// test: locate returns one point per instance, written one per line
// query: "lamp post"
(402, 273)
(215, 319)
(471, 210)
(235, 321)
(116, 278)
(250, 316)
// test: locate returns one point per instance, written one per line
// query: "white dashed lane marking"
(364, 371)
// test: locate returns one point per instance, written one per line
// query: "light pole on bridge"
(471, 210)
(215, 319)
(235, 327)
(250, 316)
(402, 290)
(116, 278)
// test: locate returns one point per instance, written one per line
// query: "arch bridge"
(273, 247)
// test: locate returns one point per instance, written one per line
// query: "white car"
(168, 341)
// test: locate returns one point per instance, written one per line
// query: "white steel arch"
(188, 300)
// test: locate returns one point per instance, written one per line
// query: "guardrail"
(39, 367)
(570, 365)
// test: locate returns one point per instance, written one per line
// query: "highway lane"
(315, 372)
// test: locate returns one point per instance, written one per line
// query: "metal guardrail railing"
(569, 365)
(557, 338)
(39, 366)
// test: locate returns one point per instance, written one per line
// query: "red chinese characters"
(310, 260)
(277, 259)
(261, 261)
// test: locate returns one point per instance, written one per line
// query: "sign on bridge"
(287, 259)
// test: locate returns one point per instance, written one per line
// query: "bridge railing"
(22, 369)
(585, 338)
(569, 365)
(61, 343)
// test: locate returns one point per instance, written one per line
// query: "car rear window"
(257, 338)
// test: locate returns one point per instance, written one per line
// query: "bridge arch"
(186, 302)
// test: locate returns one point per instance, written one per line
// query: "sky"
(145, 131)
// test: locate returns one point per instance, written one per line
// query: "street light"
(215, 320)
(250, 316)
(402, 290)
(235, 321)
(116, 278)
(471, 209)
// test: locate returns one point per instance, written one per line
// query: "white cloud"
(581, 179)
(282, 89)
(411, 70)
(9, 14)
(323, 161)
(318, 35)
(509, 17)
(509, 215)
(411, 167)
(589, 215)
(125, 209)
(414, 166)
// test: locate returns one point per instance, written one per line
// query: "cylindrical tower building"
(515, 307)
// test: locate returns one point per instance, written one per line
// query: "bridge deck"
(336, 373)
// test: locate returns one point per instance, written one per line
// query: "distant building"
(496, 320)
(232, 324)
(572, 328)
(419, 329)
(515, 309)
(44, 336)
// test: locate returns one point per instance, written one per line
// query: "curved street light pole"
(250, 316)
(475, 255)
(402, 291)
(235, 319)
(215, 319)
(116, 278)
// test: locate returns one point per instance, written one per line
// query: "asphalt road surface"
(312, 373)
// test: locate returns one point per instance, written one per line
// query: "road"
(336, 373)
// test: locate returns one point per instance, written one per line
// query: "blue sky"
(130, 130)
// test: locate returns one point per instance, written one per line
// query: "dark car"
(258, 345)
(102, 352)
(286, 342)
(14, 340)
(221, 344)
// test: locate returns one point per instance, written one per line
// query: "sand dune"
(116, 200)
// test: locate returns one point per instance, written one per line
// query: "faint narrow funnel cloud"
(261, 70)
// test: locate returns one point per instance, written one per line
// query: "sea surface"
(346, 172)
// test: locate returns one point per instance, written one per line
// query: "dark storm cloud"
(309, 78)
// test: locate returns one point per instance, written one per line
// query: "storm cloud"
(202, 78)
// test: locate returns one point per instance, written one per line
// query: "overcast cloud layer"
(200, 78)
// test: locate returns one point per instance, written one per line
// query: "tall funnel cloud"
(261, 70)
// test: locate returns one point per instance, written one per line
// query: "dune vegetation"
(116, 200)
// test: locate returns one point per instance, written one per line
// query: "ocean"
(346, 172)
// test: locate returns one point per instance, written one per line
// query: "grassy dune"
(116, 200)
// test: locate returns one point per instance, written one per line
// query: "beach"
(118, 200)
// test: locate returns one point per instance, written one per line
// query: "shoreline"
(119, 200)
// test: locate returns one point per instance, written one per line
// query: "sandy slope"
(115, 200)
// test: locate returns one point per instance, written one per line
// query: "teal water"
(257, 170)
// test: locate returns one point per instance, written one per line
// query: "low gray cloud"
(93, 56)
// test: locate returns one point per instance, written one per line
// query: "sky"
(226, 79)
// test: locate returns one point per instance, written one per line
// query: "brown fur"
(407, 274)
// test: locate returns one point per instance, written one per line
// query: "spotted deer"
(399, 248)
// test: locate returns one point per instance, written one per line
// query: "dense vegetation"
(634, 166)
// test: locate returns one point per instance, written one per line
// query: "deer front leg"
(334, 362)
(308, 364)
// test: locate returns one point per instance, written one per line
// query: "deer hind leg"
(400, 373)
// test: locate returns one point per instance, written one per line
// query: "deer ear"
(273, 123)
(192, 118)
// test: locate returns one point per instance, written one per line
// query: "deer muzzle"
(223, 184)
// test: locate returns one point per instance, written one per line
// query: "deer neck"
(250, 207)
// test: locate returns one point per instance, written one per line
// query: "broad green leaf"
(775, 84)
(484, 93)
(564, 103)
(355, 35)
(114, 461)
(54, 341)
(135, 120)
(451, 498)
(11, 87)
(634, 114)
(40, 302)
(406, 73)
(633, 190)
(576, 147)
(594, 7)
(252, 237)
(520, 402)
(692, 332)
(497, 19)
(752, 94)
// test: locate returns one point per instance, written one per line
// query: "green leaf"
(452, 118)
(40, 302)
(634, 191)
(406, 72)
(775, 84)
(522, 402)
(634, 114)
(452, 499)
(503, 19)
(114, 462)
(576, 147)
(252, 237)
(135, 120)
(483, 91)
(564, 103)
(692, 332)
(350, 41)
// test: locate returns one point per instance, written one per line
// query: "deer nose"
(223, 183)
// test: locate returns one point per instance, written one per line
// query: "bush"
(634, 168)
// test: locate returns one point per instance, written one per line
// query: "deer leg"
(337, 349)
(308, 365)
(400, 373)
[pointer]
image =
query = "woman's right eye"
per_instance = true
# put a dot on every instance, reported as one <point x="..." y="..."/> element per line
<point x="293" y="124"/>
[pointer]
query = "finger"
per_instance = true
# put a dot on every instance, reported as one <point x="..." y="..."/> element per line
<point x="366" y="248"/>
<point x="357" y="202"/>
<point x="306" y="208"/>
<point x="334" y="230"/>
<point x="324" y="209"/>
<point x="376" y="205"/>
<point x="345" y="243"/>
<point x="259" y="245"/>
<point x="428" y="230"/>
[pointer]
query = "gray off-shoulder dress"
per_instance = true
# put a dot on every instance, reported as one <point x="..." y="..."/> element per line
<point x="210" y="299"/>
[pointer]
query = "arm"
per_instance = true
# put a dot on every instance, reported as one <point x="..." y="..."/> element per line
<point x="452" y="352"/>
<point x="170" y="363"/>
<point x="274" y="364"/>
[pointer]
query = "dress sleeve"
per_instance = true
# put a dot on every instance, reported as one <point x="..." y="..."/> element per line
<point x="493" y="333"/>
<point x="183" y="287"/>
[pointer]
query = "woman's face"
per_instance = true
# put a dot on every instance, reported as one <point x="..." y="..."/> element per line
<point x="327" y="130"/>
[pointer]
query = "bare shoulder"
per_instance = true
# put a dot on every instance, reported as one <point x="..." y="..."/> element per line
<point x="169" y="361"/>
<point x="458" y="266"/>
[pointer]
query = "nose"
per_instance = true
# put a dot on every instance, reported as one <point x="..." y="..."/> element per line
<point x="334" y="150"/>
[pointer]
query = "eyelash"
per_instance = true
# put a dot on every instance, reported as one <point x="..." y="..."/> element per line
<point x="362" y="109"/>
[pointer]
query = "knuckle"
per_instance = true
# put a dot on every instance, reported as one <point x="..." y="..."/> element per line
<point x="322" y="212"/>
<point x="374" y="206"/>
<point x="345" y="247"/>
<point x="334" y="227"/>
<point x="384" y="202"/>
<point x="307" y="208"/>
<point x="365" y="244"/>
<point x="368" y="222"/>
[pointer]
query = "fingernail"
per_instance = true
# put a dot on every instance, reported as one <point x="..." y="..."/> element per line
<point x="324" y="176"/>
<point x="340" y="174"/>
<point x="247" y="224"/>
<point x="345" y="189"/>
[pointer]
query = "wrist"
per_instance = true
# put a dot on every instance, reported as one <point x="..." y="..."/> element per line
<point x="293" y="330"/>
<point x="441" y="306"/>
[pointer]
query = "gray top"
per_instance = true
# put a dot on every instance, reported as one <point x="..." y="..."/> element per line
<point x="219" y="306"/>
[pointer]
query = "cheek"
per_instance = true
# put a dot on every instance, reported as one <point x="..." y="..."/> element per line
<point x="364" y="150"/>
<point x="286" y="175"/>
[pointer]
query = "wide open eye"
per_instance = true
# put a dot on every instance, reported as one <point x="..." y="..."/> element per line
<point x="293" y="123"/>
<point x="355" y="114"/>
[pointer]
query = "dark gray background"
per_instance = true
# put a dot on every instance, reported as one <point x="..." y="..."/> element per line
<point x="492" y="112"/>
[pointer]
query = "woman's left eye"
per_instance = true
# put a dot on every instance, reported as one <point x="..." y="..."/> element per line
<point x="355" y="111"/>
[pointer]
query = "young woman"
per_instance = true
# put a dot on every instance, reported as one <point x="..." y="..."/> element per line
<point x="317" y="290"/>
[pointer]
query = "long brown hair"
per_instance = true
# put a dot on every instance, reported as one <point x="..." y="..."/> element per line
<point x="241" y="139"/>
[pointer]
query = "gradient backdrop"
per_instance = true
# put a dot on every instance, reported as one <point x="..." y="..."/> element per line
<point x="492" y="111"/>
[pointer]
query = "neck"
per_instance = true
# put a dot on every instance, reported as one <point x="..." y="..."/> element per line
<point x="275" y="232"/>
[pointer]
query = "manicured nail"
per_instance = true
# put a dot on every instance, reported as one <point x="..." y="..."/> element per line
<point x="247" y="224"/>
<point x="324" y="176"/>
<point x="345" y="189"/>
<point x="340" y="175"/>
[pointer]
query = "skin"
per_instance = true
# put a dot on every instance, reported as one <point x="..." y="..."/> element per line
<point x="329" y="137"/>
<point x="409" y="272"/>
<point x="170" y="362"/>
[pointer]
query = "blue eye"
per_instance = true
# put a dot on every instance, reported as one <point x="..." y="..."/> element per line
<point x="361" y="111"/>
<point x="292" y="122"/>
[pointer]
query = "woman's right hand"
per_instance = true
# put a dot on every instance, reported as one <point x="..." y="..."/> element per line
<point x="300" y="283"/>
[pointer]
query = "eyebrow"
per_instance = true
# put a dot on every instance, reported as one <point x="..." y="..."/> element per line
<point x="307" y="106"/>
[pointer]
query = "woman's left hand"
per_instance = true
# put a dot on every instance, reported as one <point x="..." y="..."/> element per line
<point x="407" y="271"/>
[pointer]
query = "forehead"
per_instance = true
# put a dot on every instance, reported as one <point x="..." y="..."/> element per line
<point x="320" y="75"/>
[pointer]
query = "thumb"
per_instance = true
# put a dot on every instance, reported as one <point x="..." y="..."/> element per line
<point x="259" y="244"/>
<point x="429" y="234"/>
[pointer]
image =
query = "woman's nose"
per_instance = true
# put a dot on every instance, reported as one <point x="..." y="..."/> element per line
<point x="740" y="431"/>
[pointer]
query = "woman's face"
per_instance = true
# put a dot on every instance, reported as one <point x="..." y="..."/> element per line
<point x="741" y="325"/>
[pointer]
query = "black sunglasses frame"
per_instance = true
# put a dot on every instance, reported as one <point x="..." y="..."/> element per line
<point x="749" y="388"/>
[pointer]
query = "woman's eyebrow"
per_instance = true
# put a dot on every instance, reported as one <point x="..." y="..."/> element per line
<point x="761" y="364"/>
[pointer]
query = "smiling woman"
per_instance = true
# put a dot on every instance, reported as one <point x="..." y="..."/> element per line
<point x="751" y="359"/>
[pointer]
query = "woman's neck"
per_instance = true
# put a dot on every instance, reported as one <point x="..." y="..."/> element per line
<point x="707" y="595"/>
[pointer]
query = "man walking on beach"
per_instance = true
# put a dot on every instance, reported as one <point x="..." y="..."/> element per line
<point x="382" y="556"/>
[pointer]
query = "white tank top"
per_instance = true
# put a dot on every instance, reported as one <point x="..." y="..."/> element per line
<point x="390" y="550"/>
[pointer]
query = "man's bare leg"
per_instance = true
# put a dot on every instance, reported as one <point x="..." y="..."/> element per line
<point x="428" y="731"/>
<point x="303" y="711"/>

################

» Exercise goal:
Across the data, find each line that has "woman" in it and copy that line.

» Exercise response:
query = "woman's right eye"
query = "woman's face"
query = "woman's left eye"
query = "young woman"
query = "woman's right hand"
query = "woman's left hand"
query = "woman's nose"
query = "woman's face"
query = "woman's eyebrow"
query = "smiling woman"
query = "woman's neck"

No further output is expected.